Enunciados de tareas:
1. Responda estas preguntas sobre el texto acerca de la guerra de Rusia contra Ucrania:
(a) ¿Qué amenaza se compara con una espada de Damocles?
(b) ¿A qué darán prioridad los gobiernos frente al mejor equipamiento de las escuelas?
(c) ¿Qué viejo conflicto se menciona como uno que podría revivir?
2. Según el texto acerca de la guerra de Rusia contra Ucrania, ¿por qué no significa gran cosa que la amenaza nuclear parezca haberse disuelto?

Texto para revisión:
***
No hay duda de que independientemente de cuál sea su final, el coste (in)humano por el control y dominio de la cuenta del Donetsk marcará a toda una generación. Al menos, la amenaza del uso de armas nucleares que pendía como una espantosa espada de Damocles, parece que se ha disuelto y ya no es tan inquietante, pero eso no significa gran cosa, a tenor de que el país atacante, Rusia, dispone de un arsenal atómico que podría hacer temblar los cimientos de la civilización, si Putin considerase que no le queda otra salida para forzar la victoria. Aun así, la misma cronificación del conflicto sólo ha configurado una frontera cuyas trincheras son tanto físicas como mentales. El odio que las políticas de Putin están despertando contra los rusos, aunque haya una minoría reprimida que disienta, ha constituido lo que para algunos es el marco de una segunda Guerra Fría. Tristemente, lo que comporta para las sociedades occidentales es que, de nuevo, los gobiernos van a priorizar la adquisición de armas al mejor equipamiento de las escuelas, viendo cómo se van a recortar las ayudas al Tercer Mundo y a relajar la vigilancia y la atención a la amenaza del yihadismo en las zonas del Sahel… No será extraño que, de seguir así, primen las políticas conservadoras que harán que las sociedades se vuelvan menos tolerantes, justas y abiertas, refugiándose, una vez más, en rancios valores que ofrecen una aparente seguridad y firmeza, pero sólo son garantía de prejuicios y actitudes reaccionarias.
A todo esto, la agresión de Rusia contra Ucrania ya está provocando toda una serie de consecuencias imprevisibles a medio y largo plazo, con las tensiones que eso ha provocado entre China y EEUU. Y cuáles serán sus efectos, en verdad, los desconocemos, pero no son halagüeños. Hace poco el mundo se enfrentaba a una pandemia, ahora, sin tiempo a recuperarnos de sus dañinos efectos, se produce un conflicto que implica a docenas de países, lo cual sólo puede traer consigo que los males de siempre, hambre, desigualdades sociales, miseria, estados fallidos, militarismo, terrorismo, dictaduras, violencia y así un largo etcétera se perpetúen sin remedio o ya que revivan otros viejos conflictos como Taiwán.
***
Datos mostrados:
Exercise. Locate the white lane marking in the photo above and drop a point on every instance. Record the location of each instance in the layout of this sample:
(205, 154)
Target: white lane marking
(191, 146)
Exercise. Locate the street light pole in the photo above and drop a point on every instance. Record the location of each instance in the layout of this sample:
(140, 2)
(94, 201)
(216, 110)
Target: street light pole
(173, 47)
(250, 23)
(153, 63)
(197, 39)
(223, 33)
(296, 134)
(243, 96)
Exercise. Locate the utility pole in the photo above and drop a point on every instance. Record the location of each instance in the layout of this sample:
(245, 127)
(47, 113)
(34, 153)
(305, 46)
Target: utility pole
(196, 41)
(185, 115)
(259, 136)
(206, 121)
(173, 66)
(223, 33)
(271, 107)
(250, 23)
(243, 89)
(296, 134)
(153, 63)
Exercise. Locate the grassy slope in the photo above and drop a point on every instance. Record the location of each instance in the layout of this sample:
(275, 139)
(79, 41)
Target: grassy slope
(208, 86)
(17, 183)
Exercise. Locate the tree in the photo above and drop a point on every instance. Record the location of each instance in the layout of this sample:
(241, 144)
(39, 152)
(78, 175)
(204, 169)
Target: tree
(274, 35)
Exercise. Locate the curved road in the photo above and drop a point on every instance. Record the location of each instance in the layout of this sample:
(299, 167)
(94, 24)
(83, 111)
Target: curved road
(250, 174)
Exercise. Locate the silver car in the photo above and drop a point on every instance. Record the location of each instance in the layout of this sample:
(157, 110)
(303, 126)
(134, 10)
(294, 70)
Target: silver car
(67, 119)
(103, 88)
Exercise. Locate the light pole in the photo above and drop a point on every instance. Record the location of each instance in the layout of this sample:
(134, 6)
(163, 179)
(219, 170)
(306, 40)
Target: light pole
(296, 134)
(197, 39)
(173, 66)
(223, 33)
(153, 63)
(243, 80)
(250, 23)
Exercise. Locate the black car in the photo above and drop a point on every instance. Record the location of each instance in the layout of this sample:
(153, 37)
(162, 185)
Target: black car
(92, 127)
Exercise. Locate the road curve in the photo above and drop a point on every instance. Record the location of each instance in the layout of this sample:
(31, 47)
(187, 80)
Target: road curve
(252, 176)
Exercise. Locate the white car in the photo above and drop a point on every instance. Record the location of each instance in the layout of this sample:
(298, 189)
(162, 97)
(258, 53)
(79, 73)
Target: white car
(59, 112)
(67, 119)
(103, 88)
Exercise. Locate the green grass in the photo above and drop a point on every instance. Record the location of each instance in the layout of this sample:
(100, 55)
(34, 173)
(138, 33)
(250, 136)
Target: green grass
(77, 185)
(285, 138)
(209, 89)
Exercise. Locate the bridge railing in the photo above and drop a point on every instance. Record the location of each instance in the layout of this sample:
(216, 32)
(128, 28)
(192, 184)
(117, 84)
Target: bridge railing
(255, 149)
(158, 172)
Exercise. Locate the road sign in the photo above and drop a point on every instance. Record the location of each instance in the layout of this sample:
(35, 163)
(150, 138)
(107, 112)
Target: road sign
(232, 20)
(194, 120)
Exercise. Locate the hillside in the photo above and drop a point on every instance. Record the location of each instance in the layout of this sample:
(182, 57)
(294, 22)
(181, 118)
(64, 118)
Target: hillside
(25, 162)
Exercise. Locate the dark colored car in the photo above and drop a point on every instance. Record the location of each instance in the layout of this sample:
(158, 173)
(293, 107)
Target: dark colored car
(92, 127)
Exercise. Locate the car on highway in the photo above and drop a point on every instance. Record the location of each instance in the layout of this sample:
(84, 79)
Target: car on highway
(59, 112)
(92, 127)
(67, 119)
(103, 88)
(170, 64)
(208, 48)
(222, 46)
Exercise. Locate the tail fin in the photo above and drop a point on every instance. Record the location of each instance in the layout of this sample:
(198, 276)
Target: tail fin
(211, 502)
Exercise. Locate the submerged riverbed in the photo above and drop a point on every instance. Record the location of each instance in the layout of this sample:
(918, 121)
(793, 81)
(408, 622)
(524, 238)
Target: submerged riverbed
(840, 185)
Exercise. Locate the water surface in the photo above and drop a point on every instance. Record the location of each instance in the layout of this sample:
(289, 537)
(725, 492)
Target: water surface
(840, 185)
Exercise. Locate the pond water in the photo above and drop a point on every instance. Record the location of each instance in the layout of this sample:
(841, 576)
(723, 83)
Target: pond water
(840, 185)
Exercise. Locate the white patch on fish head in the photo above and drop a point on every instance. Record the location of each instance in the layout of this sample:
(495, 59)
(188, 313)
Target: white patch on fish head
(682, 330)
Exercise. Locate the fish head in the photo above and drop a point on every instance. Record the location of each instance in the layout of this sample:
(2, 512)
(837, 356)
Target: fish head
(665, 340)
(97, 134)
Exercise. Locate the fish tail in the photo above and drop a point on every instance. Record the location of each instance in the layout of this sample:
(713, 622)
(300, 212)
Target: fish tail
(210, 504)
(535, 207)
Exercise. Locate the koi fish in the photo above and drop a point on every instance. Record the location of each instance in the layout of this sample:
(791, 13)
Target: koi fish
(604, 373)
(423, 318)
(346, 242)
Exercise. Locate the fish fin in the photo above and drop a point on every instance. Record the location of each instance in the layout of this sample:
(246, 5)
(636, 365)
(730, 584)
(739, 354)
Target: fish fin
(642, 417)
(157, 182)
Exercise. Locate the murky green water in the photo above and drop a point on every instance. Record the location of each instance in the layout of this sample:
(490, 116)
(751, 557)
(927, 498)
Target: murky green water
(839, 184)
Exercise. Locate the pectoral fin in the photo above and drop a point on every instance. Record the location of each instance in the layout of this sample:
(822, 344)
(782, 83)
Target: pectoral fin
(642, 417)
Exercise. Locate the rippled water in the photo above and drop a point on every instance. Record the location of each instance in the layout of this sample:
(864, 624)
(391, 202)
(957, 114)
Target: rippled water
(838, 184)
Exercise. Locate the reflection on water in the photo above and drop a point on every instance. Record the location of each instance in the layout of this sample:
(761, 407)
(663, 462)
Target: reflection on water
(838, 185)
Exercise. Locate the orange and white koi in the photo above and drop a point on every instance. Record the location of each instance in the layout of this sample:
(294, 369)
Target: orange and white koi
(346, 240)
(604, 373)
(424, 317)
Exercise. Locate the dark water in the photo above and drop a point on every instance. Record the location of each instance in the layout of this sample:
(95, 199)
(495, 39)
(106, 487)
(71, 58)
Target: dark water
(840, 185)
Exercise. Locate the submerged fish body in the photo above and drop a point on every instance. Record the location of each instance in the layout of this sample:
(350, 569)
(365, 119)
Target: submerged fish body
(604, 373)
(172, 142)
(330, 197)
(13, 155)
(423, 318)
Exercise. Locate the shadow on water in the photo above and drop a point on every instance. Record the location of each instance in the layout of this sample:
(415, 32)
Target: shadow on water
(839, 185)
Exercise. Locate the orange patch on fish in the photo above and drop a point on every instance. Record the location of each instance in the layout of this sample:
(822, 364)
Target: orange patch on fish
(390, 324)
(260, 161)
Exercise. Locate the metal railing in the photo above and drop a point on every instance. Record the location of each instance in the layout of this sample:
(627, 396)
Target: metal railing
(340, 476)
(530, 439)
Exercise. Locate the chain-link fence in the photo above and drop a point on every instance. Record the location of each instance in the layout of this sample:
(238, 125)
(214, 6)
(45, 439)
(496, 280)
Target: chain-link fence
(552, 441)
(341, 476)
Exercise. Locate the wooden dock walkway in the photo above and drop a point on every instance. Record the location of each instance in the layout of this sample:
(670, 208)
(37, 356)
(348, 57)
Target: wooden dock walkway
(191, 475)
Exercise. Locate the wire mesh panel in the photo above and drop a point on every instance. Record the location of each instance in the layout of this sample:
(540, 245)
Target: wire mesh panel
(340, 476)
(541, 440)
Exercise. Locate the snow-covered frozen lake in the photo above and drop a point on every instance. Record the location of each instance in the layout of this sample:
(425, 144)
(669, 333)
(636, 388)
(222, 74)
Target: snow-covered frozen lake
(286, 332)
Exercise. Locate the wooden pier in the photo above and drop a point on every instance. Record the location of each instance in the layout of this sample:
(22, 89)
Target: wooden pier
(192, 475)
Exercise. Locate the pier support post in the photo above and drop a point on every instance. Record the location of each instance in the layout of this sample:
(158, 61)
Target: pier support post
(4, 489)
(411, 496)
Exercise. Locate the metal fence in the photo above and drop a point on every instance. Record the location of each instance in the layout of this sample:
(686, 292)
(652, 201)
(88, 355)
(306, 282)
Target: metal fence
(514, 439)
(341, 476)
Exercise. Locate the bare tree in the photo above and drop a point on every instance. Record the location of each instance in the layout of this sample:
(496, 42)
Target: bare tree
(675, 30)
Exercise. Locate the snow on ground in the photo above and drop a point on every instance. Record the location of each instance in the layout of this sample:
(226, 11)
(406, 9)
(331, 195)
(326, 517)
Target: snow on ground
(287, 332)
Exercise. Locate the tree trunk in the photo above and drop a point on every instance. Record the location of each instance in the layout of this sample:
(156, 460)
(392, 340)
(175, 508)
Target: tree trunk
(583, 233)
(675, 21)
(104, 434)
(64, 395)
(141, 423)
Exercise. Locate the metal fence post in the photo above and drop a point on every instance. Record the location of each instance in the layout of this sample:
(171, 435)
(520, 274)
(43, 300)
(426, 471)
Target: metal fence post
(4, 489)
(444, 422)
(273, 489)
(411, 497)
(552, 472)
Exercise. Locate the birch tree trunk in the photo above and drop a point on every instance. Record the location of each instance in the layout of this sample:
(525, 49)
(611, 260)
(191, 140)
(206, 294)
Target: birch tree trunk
***
Soluciones por tarea:
1.
(a) La amenaza del uso de armas nucleares.
(b) A la adquisición de armas.
(c) El de Taiwán.

2. Porque Rusia, el país atacante, dispone de un arsenal atómico que podría hacer temblar los cimientos de la civilización. Podría usarlo si Putin considerase que no le queda otra salida para forzar la victoria.